** BEGIN **
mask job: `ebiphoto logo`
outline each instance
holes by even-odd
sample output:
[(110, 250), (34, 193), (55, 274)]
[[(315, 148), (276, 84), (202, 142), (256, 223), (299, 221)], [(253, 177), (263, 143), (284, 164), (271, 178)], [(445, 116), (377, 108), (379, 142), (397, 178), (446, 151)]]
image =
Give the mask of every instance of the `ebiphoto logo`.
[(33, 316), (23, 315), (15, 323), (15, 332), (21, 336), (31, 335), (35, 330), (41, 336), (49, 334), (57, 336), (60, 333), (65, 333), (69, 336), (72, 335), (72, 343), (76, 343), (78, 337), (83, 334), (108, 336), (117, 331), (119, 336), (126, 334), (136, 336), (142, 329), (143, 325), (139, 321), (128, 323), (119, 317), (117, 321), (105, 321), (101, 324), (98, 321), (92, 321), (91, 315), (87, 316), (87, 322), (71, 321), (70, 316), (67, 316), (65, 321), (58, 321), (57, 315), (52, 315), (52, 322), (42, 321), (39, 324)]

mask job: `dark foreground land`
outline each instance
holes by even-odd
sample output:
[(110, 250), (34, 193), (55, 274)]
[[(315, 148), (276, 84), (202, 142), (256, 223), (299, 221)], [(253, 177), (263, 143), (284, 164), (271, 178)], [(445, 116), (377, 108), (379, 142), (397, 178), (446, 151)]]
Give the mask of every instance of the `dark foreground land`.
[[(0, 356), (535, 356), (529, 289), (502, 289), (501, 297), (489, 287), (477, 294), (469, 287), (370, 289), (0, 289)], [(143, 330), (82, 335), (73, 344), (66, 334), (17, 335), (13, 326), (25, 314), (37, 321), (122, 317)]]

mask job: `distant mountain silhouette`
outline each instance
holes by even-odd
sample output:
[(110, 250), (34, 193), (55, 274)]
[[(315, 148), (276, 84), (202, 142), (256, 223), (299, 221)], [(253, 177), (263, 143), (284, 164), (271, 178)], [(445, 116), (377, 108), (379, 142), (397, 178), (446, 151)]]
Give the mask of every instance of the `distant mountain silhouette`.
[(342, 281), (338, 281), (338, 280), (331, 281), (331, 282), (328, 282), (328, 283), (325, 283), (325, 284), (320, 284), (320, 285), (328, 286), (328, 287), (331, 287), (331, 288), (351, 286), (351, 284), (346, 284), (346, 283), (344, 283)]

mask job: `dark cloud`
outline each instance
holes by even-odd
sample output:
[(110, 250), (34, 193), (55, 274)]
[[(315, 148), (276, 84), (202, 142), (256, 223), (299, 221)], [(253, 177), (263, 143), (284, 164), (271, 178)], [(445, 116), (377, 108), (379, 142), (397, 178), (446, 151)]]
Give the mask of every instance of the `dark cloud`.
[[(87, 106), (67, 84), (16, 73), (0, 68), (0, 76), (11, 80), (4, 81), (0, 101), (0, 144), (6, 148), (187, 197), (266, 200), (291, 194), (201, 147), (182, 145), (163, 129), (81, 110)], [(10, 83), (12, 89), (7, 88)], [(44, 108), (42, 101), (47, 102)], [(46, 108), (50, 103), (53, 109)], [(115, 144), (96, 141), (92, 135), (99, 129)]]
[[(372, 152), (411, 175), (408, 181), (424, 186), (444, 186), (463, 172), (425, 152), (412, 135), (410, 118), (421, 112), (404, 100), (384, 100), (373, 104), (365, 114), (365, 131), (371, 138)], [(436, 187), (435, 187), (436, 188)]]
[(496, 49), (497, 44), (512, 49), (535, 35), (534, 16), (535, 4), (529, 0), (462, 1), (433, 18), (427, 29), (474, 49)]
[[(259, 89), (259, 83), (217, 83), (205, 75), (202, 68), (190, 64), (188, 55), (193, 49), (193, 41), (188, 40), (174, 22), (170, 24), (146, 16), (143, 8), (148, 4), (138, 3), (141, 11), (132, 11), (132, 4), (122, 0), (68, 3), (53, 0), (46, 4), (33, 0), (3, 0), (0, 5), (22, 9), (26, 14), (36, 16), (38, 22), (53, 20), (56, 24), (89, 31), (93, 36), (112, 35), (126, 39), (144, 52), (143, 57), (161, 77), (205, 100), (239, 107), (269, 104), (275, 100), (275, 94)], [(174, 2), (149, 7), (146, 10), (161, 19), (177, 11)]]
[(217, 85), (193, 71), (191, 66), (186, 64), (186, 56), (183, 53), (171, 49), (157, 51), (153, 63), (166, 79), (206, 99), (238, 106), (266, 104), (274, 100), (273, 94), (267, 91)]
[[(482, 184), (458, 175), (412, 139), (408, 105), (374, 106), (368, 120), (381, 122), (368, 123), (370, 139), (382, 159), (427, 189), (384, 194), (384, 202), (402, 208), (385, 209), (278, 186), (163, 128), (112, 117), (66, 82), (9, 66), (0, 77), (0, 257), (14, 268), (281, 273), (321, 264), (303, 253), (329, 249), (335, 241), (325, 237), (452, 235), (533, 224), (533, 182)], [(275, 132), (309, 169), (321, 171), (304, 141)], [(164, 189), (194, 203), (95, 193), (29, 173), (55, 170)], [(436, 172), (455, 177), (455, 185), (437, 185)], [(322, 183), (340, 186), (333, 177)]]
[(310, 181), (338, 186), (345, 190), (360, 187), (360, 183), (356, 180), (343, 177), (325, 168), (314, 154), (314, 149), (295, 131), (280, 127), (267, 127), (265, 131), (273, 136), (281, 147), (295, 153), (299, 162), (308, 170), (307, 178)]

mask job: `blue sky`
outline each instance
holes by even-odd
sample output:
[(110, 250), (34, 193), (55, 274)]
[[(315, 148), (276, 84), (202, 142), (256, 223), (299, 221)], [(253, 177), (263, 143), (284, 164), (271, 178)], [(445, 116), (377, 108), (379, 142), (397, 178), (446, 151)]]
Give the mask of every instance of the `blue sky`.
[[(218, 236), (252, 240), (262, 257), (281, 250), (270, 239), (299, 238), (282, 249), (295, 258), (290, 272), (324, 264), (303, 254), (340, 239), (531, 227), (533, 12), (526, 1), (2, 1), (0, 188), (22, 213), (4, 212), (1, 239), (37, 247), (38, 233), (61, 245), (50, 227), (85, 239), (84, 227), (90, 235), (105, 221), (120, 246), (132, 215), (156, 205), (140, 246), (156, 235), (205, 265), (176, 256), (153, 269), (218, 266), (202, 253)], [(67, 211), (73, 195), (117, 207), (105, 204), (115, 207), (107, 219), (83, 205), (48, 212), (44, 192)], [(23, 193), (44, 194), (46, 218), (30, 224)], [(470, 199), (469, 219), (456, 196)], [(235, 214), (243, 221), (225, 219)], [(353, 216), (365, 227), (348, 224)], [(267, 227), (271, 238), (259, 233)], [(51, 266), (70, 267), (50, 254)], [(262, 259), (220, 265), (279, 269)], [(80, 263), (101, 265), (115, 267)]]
** END **
Rewrite all of the rows above, changing "mask job" to "segmentation job" everywhere it appears and leaving everything else as it is.

segmentation job: `ebiphoto logo`
outline each instance
holes by even-odd
sample output:
[(110, 250), (34, 193), (55, 274)]
[[(315, 148), (276, 84), (202, 142), (256, 223), (299, 221)], [(253, 177), (263, 143), (284, 164), (271, 178)], [(445, 116), (377, 108), (379, 142), (397, 178), (446, 151)]]
image =
Give the mask of every instance of the `ebiphoto logo`.
[(33, 316), (23, 315), (15, 323), (15, 332), (21, 336), (31, 335), (35, 330), (41, 336), (49, 334), (57, 336), (60, 333), (65, 333), (69, 336), (72, 335), (72, 343), (76, 343), (78, 337), (83, 334), (108, 336), (117, 331), (119, 336), (126, 334), (136, 336), (142, 329), (143, 325), (139, 321), (128, 323), (119, 317), (117, 321), (105, 321), (101, 324), (98, 321), (92, 321), (91, 315), (87, 316), (87, 322), (71, 321), (70, 316), (67, 316), (65, 321), (58, 321), (57, 315), (52, 315), (52, 322), (42, 321), (39, 324)]

segmentation job: `dark foreground land`
outline each instance
holes by even-odd
sample output:
[(110, 250), (34, 193), (55, 274)]
[[(315, 148), (276, 84), (202, 142), (256, 223), (299, 221)], [(253, 177), (263, 143), (284, 164), (271, 178)], [(445, 116), (377, 108), (379, 142), (397, 178), (446, 151)]]
Give the mask of every instance of the `dark foreground land`.
[[(0, 356), (535, 356), (529, 289), (502, 289), (501, 297), (489, 287), (477, 294), (469, 287), (370, 289), (0, 289)], [(143, 330), (82, 335), (73, 344), (66, 334), (17, 335), (13, 326), (25, 314), (37, 321), (122, 317)]]

segmentation job: `distant mountain silhouette`
outline each instance
holes by even-odd
sample output:
[(110, 250), (34, 193), (55, 274)]
[[(315, 148), (276, 84), (202, 142), (256, 223), (299, 221)], [(253, 177), (263, 143), (284, 164), (271, 178)], [(445, 116), (377, 108), (379, 142), (397, 178), (446, 151)]]
Give the mask of every instance of the `distant mountain silhouette`.
[(342, 281), (338, 281), (338, 280), (331, 281), (331, 282), (328, 282), (328, 283), (325, 283), (325, 284), (320, 284), (320, 285), (328, 286), (328, 287), (331, 287), (331, 288), (351, 286), (351, 284), (346, 284), (346, 283), (344, 283)]

segmentation job: `dark cloud`
outline each instance
holes by even-odd
sample output:
[(110, 250), (34, 193), (55, 274)]
[[(315, 148), (276, 84), (202, 142), (256, 223), (299, 221)], [(253, 177), (263, 143), (284, 164), (271, 178)], [(445, 116), (377, 108), (379, 142), (397, 178), (446, 151)]]
Give the mask of every instance of the `dark cloud`.
[[(87, 106), (67, 84), (16, 73), (0, 68), (0, 76), (11, 80), (4, 81), (0, 101), (0, 144), (6, 148), (187, 197), (266, 200), (291, 194), (201, 147), (182, 145), (163, 129), (81, 110)], [(10, 83), (12, 89), (7, 88)], [(44, 108), (42, 101), (47, 102)], [(46, 108), (50, 103), (53, 109)], [(115, 144), (96, 141), (92, 135), (99, 129)]]
[[(372, 152), (411, 175), (408, 181), (424, 186), (444, 186), (463, 172), (425, 152), (412, 135), (410, 118), (421, 112), (404, 100), (384, 100), (373, 104), (365, 114), (365, 131), (371, 138)], [(436, 187), (435, 187), (436, 188)]]
[(496, 49), (497, 44), (512, 49), (535, 35), (534, 16), (535, 4), (529, 0), (462, 1), (433, 18), (427, 29), (474, 49)]
[[(259, 89), (259, 83), (217, 83), (205, 75), (202, 68), (190, 64), (188, 55), (193, 49), (193, 41), (188, 40), (174, 22), (170, 24), (146, 16), (143, 8), (148, 4), (138, 3), (141, 11), (132, 11), (132, 4), (122, 0), (68, 3), (53, 0), (46, 4), (33, 0), (3, 0), (0, 5), (22, 9), (26, 14), (36, 16), (38, 22), (53, 20), (56, 24), (89, 31), (93, 36), (112, 35), (126, 39), (144, 52), (143, 57), (161, 77), (205, 100), (239, 107), (269, 104), (275, 100), (275, 94)], [(174, 2), (149, 7), (146, 10), (161, 19), (177, 11)]]
[(217, 85), (193, 71), (191, 66), (186, 64), (186, 56), (183, 53), (171, 49), (157, 51), (153, 63), (166, 79), (206, 99), (238, 106), (266, 104), (274, 100), (273, 94), (267, 91)]
[[(482, 184), (458, 175), (412, 139), (408, 105), (374, 106), (368, 120), (381, 122), (368, 123), (370, 139), (382, 159), (427, 189), (384, 194), (384, 202), (402, 208), (385, 209), (278, 186), (163, 128), (112, 117), (66, 82), (9, 66), (0, 77), (0, 257), (14, 268), (281, 273), (321, 264), (303, 253), (329, 249), (335, 241), (325, 237), (452, 235), (533, 224), (533, 182)], [(275, 132), (309, 169), (321, 171), (304, 141)], [(164, 189), (194, 203), (95, 193), (29, 173), (55, 170)], [(436, 172), (455, 177), (455, 185), (437, 185)], [(322, 183), (340, 186), (333, 177)]]
[(310, 181), (338, 186), (345, 190), (360, 187), (360, 183), (356, 180), (343, 177), (325, 168), (314, 154), (314, 149), (295, 131), (280, 127), (267, 127), (265, 131), (273, 136), (281, 147), (295, 153), (299, 162), (308, 170), (307, 178)]

segmentation job: `blue sky`
outline each instance
holes by even-odd
sample output:
[(110, 250), (34, 193), (55, 274)]
[[(315, 148), (276, 84), (202, 142), (256, 223), (299, 221)], [(253, 177), (263, 143), (284, 164), (271, 178)], [(445, 116), (377, 108), (379, 142), (397, 178), (446, 151)]]
Give the mask of every instance of the `blue sky`.
[[(218, 236), (252, 240), (262, 257), (281, 250), (270, 239), (299, 238), (282, 249), (295, 258), (290, 272), (324, 264), (303, 254), (340, 239), (531, 227), (533, 12), (526, 1), (2, 1), (0, 188), (22, 213), (4, 212), (1, 239), (37, 247), (38, 233), (61, 245), (50, 227), (85, 239), (84, 227), (90, 235), (105, 221), (120, 246), (132, 215), (156, 205), (140, 246), (156, 235), (205, 265), (176, 256), (153, 269), (218, 266), (202, 253)], [(67, 211), (73, 195), (117, 207), (105, 204), (115, 207), (107, 219), (83, 205), (48, 212), (44, 192)], [(23, 193), (44, 194), (46, 218), (30, 224)], [(470, 199), (469, 219), (456, 196)], [(235, 214), (243, 221), (225, 219)], [(353, 216), (365, 227), (348, 224)], [(267, 227), (271, 238), (259, 233)], [(51, 266), (70, 267), (50, 254)], [(262, 259), (220, 265), (279, 269)], [(80, 263), (101, 265), (115, 267)]]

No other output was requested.